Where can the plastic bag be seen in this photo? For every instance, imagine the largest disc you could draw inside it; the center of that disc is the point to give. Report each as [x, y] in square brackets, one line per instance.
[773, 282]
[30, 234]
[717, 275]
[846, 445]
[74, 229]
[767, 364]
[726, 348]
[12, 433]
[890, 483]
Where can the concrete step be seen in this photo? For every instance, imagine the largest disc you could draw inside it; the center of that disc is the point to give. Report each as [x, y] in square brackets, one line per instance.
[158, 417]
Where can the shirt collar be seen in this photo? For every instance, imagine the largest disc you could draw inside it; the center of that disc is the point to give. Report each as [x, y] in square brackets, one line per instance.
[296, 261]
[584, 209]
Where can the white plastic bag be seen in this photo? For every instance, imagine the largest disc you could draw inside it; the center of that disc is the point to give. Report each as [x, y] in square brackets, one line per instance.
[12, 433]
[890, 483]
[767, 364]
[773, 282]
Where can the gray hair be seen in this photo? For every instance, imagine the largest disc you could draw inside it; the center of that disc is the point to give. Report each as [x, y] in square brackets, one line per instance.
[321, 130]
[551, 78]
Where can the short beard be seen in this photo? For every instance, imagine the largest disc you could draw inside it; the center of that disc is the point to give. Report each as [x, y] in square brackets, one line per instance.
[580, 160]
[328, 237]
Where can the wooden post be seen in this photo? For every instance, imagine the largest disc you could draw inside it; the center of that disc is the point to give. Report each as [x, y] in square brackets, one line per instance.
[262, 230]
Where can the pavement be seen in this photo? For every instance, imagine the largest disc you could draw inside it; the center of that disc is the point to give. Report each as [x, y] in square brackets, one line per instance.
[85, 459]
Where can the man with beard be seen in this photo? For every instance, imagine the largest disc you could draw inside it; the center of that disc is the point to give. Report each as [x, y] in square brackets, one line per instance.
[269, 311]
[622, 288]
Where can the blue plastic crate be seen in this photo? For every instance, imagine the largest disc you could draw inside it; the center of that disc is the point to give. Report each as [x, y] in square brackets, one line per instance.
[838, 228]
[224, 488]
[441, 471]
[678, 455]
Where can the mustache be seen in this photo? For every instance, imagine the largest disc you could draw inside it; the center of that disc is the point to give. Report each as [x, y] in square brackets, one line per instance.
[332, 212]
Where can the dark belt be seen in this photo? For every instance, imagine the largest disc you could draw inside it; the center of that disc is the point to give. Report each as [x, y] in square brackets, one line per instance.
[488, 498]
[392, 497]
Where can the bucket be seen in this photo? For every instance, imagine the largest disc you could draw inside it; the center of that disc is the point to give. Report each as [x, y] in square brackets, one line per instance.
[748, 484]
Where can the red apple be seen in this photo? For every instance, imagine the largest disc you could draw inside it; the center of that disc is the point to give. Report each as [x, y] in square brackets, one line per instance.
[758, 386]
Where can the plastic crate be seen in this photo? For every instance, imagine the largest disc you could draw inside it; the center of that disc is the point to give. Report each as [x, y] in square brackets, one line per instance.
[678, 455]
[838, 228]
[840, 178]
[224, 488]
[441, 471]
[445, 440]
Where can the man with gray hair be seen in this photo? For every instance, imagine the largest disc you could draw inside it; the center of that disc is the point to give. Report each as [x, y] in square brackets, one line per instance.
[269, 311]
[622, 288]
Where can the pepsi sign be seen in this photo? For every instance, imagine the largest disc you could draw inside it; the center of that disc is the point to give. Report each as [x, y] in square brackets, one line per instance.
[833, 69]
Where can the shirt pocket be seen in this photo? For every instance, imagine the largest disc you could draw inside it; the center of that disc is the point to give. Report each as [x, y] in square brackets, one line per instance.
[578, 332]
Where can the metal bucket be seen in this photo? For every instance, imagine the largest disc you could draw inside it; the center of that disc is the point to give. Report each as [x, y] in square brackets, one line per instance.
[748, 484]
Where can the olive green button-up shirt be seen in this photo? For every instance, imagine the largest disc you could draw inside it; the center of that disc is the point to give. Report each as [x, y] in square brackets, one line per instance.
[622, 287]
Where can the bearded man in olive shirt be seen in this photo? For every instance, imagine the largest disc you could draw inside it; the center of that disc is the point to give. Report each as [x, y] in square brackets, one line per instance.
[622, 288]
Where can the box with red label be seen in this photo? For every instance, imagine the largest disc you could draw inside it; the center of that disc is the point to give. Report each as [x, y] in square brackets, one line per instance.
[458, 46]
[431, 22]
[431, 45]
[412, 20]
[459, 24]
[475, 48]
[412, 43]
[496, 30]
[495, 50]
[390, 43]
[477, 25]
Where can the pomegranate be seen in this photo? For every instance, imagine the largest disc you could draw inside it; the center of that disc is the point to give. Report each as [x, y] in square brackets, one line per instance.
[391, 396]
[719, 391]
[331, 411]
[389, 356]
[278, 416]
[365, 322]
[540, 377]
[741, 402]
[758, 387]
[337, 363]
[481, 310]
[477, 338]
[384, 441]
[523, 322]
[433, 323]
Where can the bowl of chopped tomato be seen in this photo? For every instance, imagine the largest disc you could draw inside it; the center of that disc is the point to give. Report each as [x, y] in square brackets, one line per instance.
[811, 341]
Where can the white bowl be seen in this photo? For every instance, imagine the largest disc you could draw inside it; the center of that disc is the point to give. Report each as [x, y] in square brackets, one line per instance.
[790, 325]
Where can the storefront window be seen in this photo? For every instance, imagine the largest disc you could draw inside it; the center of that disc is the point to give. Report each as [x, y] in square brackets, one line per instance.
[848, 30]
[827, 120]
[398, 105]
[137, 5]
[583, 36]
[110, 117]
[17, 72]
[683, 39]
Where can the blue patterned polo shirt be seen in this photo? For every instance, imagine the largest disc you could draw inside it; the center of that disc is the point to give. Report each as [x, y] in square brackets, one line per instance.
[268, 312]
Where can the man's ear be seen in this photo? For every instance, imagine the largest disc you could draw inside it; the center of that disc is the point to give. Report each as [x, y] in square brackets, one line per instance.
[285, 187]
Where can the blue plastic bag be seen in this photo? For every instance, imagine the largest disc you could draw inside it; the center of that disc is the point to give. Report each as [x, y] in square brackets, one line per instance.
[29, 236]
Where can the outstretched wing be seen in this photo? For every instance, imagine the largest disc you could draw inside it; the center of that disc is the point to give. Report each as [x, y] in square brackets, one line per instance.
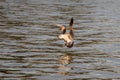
[62, 28]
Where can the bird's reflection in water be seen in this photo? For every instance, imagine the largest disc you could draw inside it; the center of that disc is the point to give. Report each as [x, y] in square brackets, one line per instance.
[64, 68]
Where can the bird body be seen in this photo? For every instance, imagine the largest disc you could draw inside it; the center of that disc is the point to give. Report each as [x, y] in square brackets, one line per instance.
[67, 37]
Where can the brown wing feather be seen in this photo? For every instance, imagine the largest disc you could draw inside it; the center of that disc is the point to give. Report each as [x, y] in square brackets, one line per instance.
[62, 28]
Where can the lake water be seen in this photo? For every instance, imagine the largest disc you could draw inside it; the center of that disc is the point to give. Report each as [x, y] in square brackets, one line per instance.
[31, 50]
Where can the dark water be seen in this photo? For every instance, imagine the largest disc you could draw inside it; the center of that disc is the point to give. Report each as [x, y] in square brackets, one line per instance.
[31, 50]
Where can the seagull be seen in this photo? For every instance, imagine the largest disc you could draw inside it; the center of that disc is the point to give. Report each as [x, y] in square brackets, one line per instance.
[67, 37]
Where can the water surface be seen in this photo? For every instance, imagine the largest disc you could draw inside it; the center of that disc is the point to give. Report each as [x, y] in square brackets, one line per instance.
[30, 48]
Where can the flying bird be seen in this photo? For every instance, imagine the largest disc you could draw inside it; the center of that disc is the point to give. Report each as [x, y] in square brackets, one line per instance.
[67, 37]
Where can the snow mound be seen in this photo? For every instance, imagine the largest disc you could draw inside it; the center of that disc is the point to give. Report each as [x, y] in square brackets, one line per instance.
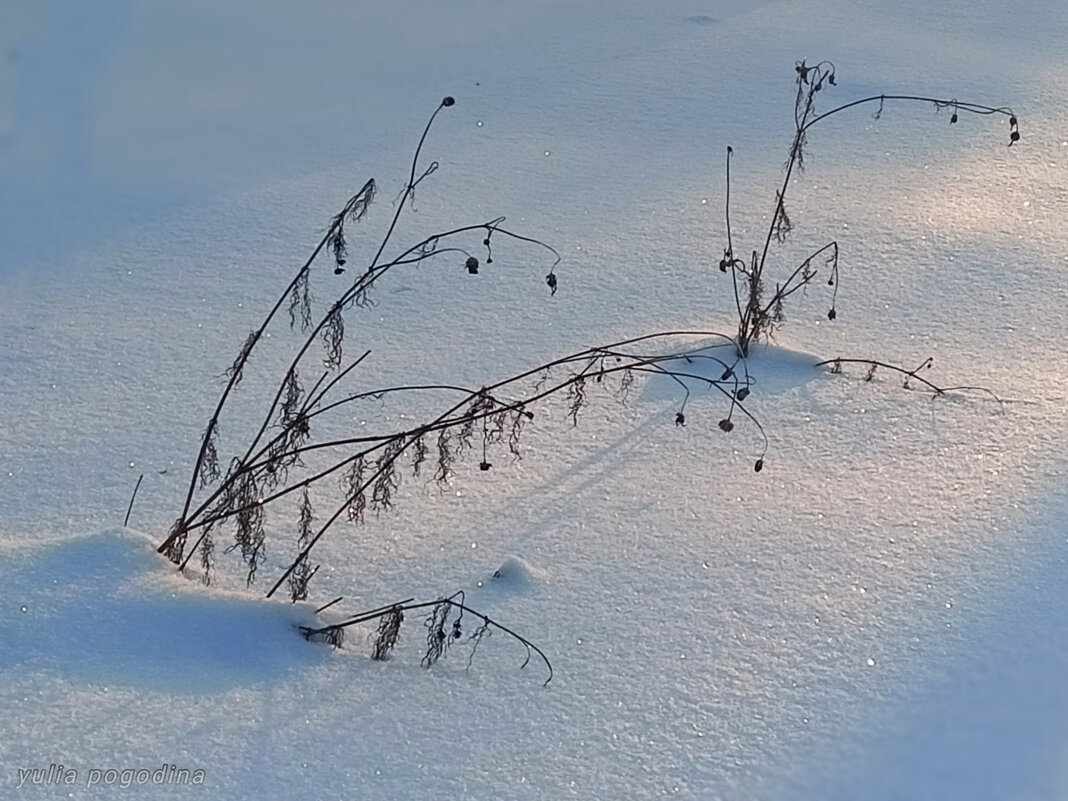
[107, 608]
[768, 370]
[514, 574]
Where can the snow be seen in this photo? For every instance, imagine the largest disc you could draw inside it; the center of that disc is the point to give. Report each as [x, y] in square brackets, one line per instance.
[876, 613]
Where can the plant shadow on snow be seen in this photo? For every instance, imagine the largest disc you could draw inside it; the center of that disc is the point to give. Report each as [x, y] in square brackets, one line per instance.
[106, 609]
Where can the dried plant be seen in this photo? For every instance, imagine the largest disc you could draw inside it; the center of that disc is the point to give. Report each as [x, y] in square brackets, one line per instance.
[443, 630]
[758, 314]
[296, 451]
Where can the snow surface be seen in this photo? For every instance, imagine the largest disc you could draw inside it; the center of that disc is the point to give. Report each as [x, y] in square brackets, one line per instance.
[879, 613]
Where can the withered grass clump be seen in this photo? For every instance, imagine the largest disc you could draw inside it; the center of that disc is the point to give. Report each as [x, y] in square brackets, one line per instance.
[297, 454]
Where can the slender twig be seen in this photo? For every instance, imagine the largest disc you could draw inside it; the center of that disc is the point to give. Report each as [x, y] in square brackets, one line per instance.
[408, 606]
[134, 496]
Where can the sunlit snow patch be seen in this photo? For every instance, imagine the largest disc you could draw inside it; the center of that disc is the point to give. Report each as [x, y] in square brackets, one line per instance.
[107, 608]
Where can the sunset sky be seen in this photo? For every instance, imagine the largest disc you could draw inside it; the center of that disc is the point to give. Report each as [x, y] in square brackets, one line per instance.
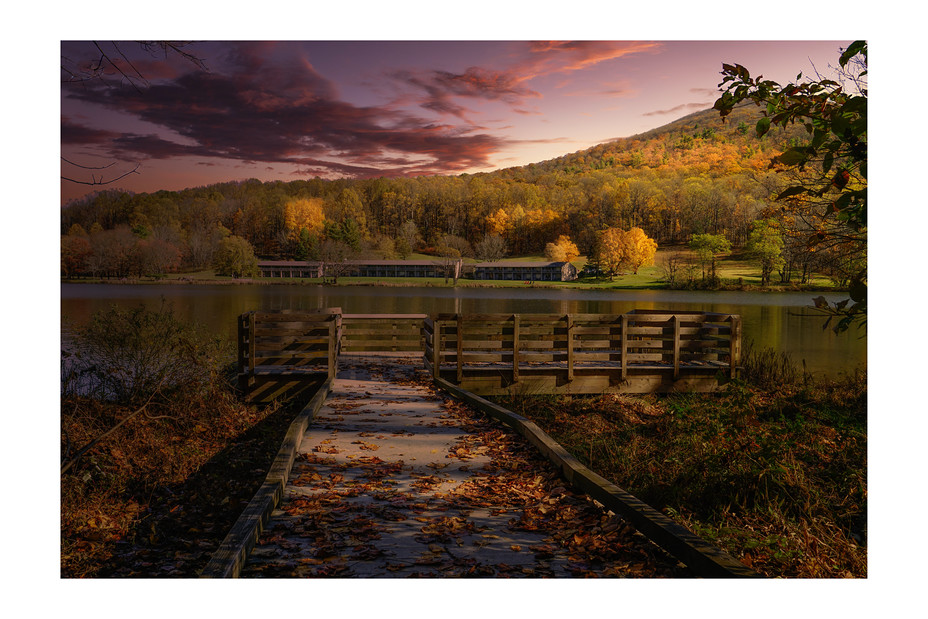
[295, 110]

-- EXERCISE DIRECTIONS --
Beginning with the line that contains "Where can the plant" and ending with the last line of the entries above, repeat each line exactly, but not the pictures.

-- RESPONSE --
Where can the plant shadow on snow be seen in this photo? For every instance, imagine the largest disc you could draw inside it; the center of that disc is the point to give. Report each as [x, y] in square brackets, one line per instance.
[106, 609]
Where can the dried plant be seen in this photo? For every instance, imagine the largest disc you could draw inside it; the center of that disc is the point to give. Report each as [x, y] in square brackets, one line per instance.
[443, 630]
[758, 314]
[296, 451]
Where can the snow surface be seen in this photo? For every instance, imagine the largest disc you could draw inside it; the center of that disc is the point to give. Report each as [x, y] in square brackets, one line per instance.
[879, 613]
Where can the withered grass clump be seen in this photo? For every instance, imagine the largest disc you could draw inside it; the center of that disc is the point to give. Report each as [x, y] in square brackets, one line per instance.
[297, 454]
Where can the slender twig be seen in this photo? For every instance, imagine the largest disc you could draw inside it; the center of that disc is the point to give. Report each as [x, y] in square brackets, one line per instance.
[408, 606]
[134, 496]
Where can the sunlit snow patch be seen in this photo? For every instance, imagine the largest disc you could draw inside it; the center of that disc is the point to give. Report each as [x, y] in square brackets, one line per instance.
[107, 608]
Where can the sunset sky be seen in this photo? For every instance, imagine the largest disc you could draw inside it; the center of that disc is the point to give. Report each as [x, y] in square brackets, one line per instance.
[295, 110]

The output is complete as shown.